● WHAT TO WORK ON
Repeat exactly the lines from the line containing "Return one point for each instance of the dark" through the last line of the records below, inclusive, and nothing else.

● INPUT
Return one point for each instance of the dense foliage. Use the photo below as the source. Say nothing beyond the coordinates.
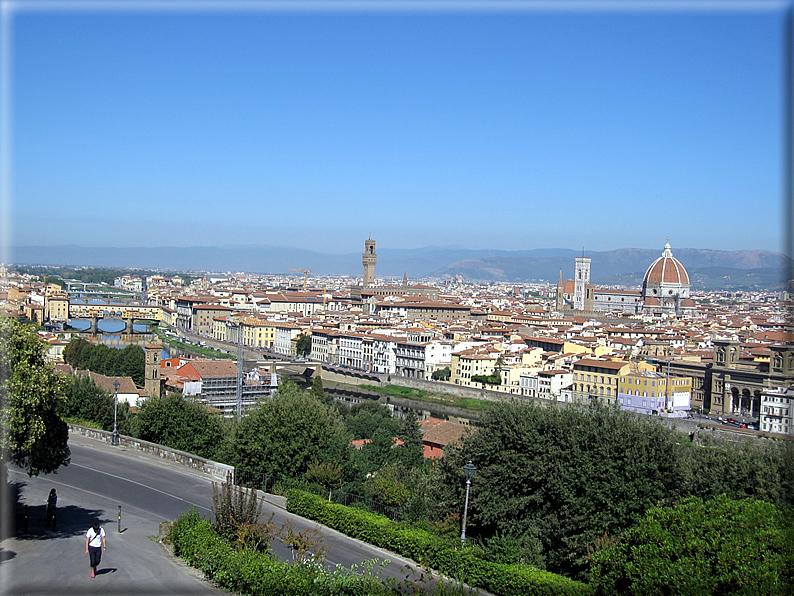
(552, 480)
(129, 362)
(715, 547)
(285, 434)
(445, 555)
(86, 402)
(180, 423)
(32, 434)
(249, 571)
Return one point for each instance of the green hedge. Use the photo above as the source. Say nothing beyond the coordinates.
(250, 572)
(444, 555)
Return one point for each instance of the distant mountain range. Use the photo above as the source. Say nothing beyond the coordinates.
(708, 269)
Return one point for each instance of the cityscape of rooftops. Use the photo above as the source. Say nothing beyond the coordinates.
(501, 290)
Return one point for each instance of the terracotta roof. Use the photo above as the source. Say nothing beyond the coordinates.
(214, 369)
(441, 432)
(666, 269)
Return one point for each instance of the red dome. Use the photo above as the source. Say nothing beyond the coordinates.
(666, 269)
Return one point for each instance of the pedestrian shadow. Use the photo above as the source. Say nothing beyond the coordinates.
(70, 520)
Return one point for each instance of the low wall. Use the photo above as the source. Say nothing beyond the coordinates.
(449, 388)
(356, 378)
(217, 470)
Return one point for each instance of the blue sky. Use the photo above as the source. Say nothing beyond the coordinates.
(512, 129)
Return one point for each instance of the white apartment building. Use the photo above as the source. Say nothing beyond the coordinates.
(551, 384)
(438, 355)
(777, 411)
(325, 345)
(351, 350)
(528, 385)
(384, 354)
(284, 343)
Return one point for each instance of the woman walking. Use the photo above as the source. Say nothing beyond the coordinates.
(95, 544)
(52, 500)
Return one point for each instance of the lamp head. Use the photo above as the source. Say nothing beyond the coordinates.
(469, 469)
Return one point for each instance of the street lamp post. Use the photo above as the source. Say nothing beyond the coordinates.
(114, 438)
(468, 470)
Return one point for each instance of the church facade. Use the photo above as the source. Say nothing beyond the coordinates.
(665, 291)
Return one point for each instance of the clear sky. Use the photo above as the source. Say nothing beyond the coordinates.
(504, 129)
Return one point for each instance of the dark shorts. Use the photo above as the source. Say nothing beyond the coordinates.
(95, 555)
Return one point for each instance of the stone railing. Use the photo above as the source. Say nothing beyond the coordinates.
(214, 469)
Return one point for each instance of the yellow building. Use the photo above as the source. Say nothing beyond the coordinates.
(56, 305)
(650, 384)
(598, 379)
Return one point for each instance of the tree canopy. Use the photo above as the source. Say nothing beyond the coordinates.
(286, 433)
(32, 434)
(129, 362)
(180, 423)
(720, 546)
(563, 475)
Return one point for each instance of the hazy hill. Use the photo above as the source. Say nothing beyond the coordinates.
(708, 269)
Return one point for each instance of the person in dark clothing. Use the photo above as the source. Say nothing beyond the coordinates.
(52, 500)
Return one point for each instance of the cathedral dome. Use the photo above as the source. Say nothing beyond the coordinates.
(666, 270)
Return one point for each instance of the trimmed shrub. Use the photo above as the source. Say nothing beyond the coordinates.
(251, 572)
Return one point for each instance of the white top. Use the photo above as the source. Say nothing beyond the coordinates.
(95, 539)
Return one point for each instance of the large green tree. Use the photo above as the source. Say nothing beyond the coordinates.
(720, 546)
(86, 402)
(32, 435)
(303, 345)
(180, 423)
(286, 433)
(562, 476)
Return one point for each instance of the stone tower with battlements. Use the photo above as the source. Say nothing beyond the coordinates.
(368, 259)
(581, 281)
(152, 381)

● REPLY TO THE EXERCISE
Return one point for each instance of the dark shorts. Use the photo above as the source. Say nothing beyond the coordinates.
(95, 555)
Return one point for each instance of the stone railing. Use the photo above as the source. Say nothing beyond the coordinates.
(214, 469)
Return one point for each instance of the yellow building. Use the photo above as the source. Say nothing beyond the coordinates.
(56, 305)
(650, 384)
(598, 379)
Return one point for each instance of the tree canopy. Use the photo above as the source. Say nothing beyond the coordinates.
(286, 433)
(32, 434)
(129, 362)
(180, 423)
(720, 546)
(563, 475)
Return one point for each instance of the hazy hill. Use the photo above as the source. Say nothing beyond the coordinates.
(708, 269)
Return one point for each instance of the person in dark clothing. Use the photo above as the source. Say nothing beyond the coordinates.
(52, 500)
Return one point for each instance of the cathedral dome. Use the photo above as the source. Say nothing beyond the coordinates.
(666, 270)
Return one point for each instance of the trimmed shrub. Use the photo above as the source. Say nothing beyond the coordinates.
(251, 572)
Return one point for each instance of the white top. Use the photo above as the source. Say nothing beyond the coordinates.
(95, 539)
Return one point for each instance of the large green tree. Use the photo above as the source. Say nothing beyond the coordinates.
(720, 546)
(86, 402)
(32, 435)
(303, 345)
(180, 423)
(286, 433)
(562, 476)
Return one point for each instance of the stone tower with battlements. Use the photo above as the source. Say nothing beyond the coordinates.
(368, 259)
(581, 281)
(152, 381)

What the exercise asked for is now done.